## WORK TO BE COMPLETED
Reproduce the lines below, changing every occurrence of "rough mask" to "coarse mask" and leaving everything else unchanged.

## DATA PROVIDED
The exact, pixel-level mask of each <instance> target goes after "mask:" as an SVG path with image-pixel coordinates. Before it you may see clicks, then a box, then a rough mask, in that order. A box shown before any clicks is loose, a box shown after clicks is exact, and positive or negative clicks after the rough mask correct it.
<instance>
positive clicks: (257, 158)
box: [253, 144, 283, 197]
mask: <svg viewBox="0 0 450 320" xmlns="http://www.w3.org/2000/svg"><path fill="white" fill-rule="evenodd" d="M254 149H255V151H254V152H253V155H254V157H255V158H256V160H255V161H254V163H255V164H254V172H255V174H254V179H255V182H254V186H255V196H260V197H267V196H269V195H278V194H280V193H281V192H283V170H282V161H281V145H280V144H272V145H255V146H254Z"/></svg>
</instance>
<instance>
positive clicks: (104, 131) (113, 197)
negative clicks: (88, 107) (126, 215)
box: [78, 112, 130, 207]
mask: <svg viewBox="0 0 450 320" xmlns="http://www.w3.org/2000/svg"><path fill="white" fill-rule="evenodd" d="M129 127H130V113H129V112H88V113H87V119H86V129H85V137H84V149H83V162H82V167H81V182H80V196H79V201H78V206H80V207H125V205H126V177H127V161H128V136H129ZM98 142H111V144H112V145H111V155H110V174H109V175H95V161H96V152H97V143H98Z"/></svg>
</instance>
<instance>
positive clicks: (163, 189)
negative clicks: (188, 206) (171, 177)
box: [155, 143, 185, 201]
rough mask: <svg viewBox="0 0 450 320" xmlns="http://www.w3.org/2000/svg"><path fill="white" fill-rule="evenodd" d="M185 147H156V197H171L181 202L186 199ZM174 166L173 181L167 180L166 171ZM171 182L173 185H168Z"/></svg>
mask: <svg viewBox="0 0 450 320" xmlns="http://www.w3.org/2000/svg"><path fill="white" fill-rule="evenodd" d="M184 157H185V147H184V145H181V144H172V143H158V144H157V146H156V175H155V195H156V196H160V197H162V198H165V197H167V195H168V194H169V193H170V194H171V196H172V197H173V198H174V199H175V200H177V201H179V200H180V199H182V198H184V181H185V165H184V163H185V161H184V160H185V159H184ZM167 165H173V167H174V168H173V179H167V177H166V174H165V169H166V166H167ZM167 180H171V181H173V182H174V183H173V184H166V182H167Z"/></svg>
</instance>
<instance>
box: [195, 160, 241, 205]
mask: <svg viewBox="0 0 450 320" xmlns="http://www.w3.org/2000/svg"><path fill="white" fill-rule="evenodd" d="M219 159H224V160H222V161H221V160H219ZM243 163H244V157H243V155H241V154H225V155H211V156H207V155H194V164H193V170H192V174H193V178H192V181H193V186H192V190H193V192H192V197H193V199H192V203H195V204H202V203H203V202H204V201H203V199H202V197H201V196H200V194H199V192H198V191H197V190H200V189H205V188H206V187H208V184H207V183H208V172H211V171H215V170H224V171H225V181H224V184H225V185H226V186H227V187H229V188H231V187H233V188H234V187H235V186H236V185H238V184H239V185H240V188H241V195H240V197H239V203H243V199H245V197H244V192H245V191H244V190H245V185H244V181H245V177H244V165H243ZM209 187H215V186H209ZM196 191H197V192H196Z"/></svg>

## ANSWER TO THE PROBLEM
The exact, pixel-level mask of each <instance> target goes after "mask:" as an SVG path with image-pixel coordinates. Before it you may see clicks, then a box, then a coarse mask, in that order. A box shown before any clicks is loose, a box shown after clicks is exact, and positive or negative clicks after the coarse mask correct it.
<instance>
positive clicks: (257, 158)
box: [253, 144, 283, 197]
mask: <svg viewBox="0 0 450 320" xmlns="http://www.w3.org/2000/svg"><path fill="white" fill-rule="evenodd" d="M254 149H255V151H254V152H253V155H254V157H255V158H256V160H255V161H254V163H255V164H254V172H255V174H254V179H255V182H254V186H255V196H260V197H267V196H269V195H278V194H280V193H281V192H283V170H282V161H281V145H280V144H272V145H255V146H254Z"/></svg>
</instance>
<instance>
positive clicks: (104, 131) (113, 197)
negative clicks: (88, 107) (126, 215)
box: [78, 112, 130, 207]
mask: <svg viewBox="0 0 450 320" xmlns="http://www.w3.org/2000/svg"><path fill="white" fill-rule="evenodd" d="M129 127H130V113H129V112H88V113H87V119H86V129H85V137H84V149H83V162H82V167H81V182H80V196H79V201H78V206H80V207H125V205H126V177H127V161H128V136H129ZM98 142H111V144H112V145H111V155H110V174H109V175H95V161H96V152H97V143H98Z"/></svg>
</instance>
<instance>
positive clicks: (163, 189)
negative clicks: (188, 206) (171, 177)
box: [155, 143, 185, 201]
coarse mask: <svg viewBox="0 0 450 320" xmlns="http://www.w3.org/2000/svg"><path fill="white" fill-rule="evenodd" d="M185 147H156V197H171L181 202L186 199ZM174 166L173 181L167 180L166 171ZM171 182L173 185H168Z"/></svg>
mask: <svg viewBox="0 0 450 320" xmlns="http://www.w3.org/2000/svg"><path fill="white" fill-rule="evenodd" d="M184 157H185V147H184V145H181V144H172V143H158V144H157V146H156V175H155V195H156V196H160V197H162V198H165V197H167V195H168V194H169V193H170V194H171V196H172V197H173V198H174V199H175V200H177V201H179V200H180V199H182V198H184V181H185V165H184V163H185V161H184V160H185V159H184ZM167 165H173V167H174V168H173V179H167V177H166V174H165V169H166V166H167ZM167 180H171V181H173V182H174V183H173V184H166V182H167Z"/></svg>
</instance>
<instance>
box: [195, 160, 241, 205]
mask: <svg viewBox="0 0 450 320" xmlns="http://www.w3.org/2000/svg"><path fill="white" fill-rule="evenodd" d="M219 159H224V160H222V161H221V160H219ZM243 163H244V157H243V155H241V154H225V155H211V156H207V155H194V164H193V170H192V174H193V178H192V181H193V186H192V190H193V192H192V197H193V199H192V203H195V204H202V203H203V202H204V201H203V199H202V197H201V196H200V194H199V192H198V191H197V190H200V189H205V188H206V187H208V184H207V183H208V172H211V171H215V170H224V171H225V181H224V184H225V185H226V186H227V187H229V188H231V187H233V188H234V187H235V186H236V185H238V184H239V185H240V188H241V195H240V197H239V203H243V199H245V197H244V192H245V191H244V190H245V185H244V181H245V177H244V165H243ZM209 187H215V186H209ZM196 191H197V192H196Z"/></svg>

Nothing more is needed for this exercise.